-- Start of Article --

Tuesday, May 10, 2016

AMERICAN CAPITALISM BEGAN TO FAIL IN ABOUT 1973----Episode 20

THE UNITED STATES SUPPLIED CHEMICAL WEAPONS TO IRAQ IN EARLY 1980s IN THE WAR AGAINST IRAN 

    Infuriated by Iraq's use of chemical weapons and by U.S. support for such heinous behavior, Ayatollah Ruhollah Khomeini, who had ended the shah's secret nuclear weapons program when he assumed power in 1979, condemning nuclear weapons as anti-Islamic, reversed course in 1984 and started the program back up again. 

   While the United States was strengthening its support for Saddam Hussein's Iraq regime, Reagan continued his bombastic anti-Soviet rhetoric and provocative behavior. In 1983, he urged his audience at the annual convention of the National Association of Evangelicals in Orlando, Florida, "to speak out against those who would place the United States in a position of military and moral inferiority . . . not to ignore the facts of history and the aggressive impulse of an evil empire." The United States deployed ground -- launched cruise missiles to Great Britain and Pershing II missiles to West Germany in November 1983 and conducted Able Archer 83  ---- a massive military test using nuclear weapons ---that same month. By the end of 1983, U.S.---Soviet relations had reached their lowest point in more than two decades. The two nations were conducting proxy wars around the globe, and a real one seemed possible. Some Soviet officials were convinced that a U.S. attack was imminent.

-- End of Article --
-- Start of Data listing --

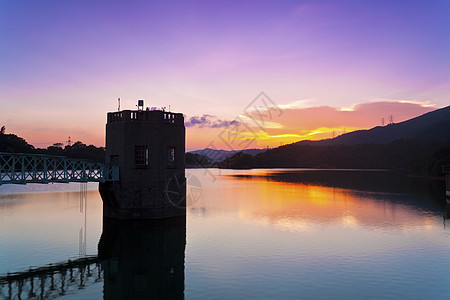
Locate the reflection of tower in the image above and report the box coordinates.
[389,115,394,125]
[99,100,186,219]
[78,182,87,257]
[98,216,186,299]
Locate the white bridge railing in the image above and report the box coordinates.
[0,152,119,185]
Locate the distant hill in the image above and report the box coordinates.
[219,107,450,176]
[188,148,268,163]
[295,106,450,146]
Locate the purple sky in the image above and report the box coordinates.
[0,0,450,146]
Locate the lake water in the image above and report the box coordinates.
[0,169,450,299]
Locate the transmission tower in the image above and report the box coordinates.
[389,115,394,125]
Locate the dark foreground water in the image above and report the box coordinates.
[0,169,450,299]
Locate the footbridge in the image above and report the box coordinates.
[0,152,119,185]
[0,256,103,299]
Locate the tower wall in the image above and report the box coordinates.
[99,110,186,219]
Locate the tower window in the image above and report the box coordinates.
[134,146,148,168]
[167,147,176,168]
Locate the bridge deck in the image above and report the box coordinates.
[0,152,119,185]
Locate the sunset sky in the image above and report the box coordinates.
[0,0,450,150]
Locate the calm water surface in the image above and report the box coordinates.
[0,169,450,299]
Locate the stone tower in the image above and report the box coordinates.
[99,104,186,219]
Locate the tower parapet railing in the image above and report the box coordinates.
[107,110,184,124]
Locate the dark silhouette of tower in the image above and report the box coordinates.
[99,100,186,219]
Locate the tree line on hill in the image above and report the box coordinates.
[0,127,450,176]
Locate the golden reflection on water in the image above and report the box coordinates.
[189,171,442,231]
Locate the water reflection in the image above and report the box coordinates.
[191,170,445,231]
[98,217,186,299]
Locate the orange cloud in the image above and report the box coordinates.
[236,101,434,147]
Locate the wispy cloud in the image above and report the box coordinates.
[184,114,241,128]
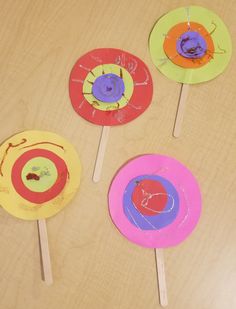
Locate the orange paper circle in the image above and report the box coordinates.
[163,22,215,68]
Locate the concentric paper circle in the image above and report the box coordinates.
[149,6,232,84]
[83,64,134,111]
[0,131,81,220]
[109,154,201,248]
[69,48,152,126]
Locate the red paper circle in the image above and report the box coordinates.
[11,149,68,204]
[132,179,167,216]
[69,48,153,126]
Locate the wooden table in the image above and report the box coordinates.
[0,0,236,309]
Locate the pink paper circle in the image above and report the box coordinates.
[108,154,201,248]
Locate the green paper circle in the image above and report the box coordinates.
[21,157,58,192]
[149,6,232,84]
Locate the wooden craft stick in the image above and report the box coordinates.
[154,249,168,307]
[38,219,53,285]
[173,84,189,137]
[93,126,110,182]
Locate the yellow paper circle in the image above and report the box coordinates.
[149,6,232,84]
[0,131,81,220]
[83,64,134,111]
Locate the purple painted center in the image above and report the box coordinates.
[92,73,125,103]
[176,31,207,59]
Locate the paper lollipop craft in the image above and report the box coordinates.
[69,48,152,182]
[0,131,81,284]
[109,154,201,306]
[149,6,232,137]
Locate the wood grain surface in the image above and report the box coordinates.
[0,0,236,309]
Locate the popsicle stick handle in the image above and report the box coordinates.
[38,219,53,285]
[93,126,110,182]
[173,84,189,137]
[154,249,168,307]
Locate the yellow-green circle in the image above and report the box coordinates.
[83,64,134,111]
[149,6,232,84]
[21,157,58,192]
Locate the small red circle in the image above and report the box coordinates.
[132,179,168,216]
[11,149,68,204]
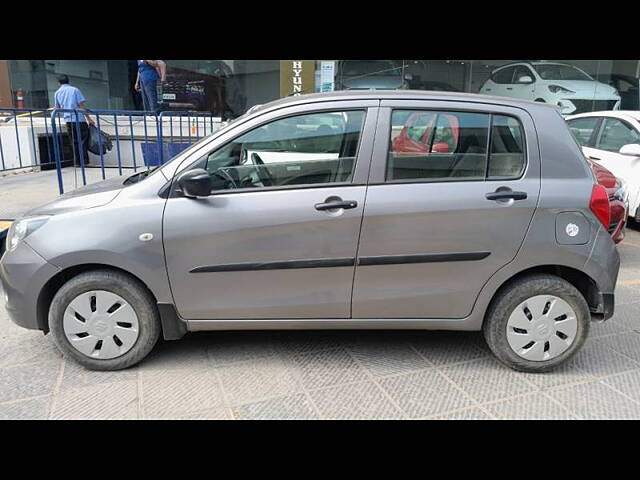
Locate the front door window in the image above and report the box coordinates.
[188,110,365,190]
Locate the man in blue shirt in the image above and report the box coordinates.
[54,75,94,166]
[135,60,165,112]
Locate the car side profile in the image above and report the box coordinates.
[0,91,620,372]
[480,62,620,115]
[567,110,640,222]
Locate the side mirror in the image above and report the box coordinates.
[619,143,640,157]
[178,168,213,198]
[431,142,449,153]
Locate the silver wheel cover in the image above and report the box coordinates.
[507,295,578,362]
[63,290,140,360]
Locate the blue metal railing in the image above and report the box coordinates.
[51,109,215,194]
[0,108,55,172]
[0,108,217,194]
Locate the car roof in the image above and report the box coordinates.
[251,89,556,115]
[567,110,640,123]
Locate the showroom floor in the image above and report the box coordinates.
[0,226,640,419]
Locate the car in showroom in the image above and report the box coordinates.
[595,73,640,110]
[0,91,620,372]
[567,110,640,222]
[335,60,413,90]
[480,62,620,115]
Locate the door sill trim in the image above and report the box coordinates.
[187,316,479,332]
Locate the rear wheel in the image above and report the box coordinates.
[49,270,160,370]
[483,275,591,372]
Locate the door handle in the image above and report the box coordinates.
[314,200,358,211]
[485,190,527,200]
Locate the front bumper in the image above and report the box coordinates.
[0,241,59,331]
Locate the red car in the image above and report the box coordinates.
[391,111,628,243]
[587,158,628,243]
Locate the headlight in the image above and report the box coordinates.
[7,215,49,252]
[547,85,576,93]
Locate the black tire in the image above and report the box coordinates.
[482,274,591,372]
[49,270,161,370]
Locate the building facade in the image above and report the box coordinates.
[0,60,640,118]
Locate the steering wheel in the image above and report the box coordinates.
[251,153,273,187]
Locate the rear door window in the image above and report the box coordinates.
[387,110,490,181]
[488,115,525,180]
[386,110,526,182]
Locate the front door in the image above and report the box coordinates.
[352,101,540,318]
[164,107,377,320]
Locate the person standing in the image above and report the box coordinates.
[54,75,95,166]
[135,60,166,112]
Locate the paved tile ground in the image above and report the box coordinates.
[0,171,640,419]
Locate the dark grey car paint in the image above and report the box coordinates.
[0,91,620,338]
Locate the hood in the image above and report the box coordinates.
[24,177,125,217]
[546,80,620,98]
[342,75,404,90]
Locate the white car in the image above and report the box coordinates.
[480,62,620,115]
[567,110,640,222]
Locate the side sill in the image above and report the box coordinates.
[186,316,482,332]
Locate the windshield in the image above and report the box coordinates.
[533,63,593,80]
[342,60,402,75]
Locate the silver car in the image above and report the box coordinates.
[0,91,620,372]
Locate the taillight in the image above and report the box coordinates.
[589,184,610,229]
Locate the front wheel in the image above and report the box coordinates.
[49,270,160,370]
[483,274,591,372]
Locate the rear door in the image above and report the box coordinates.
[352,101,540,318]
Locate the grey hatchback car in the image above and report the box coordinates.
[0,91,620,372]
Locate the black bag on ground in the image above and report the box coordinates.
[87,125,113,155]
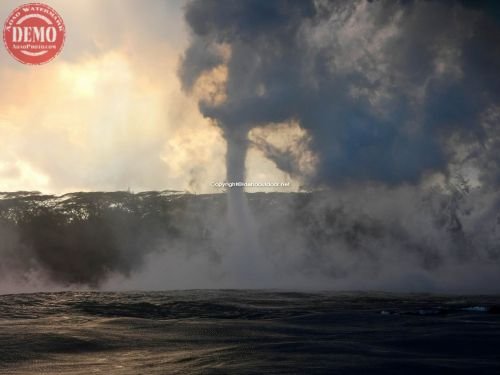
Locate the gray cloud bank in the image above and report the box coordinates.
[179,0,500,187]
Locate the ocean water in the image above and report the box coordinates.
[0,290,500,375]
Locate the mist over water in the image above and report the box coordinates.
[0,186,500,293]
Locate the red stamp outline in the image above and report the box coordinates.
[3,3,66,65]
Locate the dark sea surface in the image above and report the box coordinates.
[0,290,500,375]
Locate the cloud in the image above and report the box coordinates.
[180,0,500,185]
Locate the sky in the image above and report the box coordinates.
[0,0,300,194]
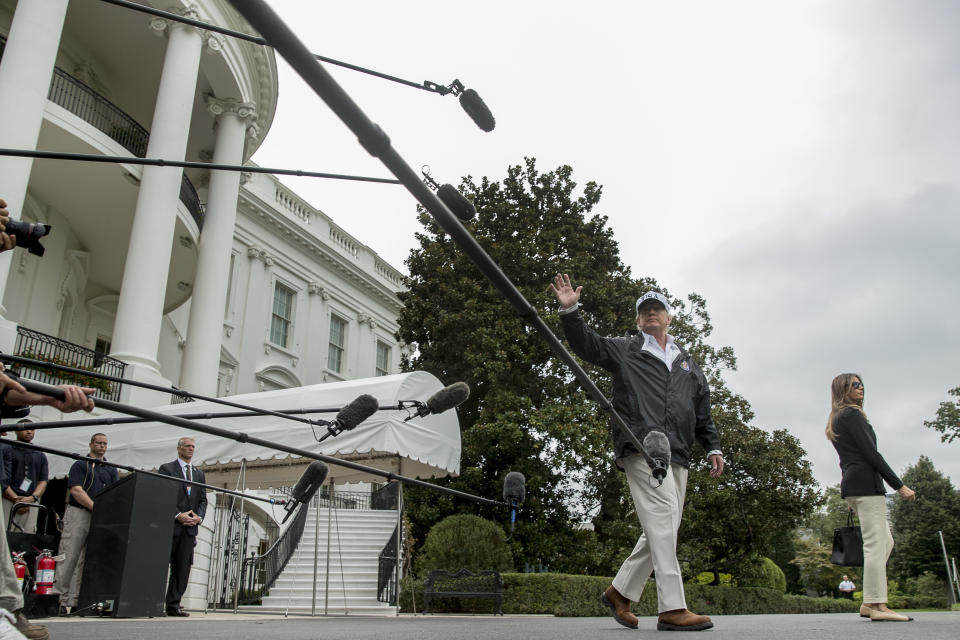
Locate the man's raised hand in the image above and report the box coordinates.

-- End of Data listing --

[Work instructions]
[a] According to the post about U.S. chemical weapons supplied to Iraq, in what year did Ayatollah Khomeini restart the nuclear weapons program?
[b] In the post about U.S. chemical weapons supplied to Iraq, write out everything from "AMERICAN CAPITALISM BEGAN" down to "back up again.".
[c] Summarize the post about U.S. chemical weapons supplied to Iraq in two sentences.
You can set the records aside for this work.

[Expected responses]
[a] 1984.

[b]
AMERICAN CAPITALISM BEGAN TO FAIL IN ABOUT 1973----Episode 20

THE UNITED STATES SUPPLIED CHEMICAL WEAPONS TO IRAQ IN EARLY 1980s IN THE WAR AGAINST IRAN 

    Infuriated by Iraq's use of chemical weapons and by U.S. support for such heinous behavior, Ayatollah Ruhollah Khomeini, who had ended the shah's secret nuclear weapons program when he assumed power in 1979, condemning nuclear weapons as anti-Islamic, reversed course in 1984 and started the program back up again.

[c] Angered by Iraq's use of chemical weapons and by U.S. support for it, Ayatollah Khomeini reversed his earlier stance and restarted Iran's nuclear weapons program in 1984. Meanwhile, Reagan kept up his hostile anti-Soviet rhetoric and actions, and by the end of 1983 U.S.-Soviet relations had fallen to their lowest point in more than two decades.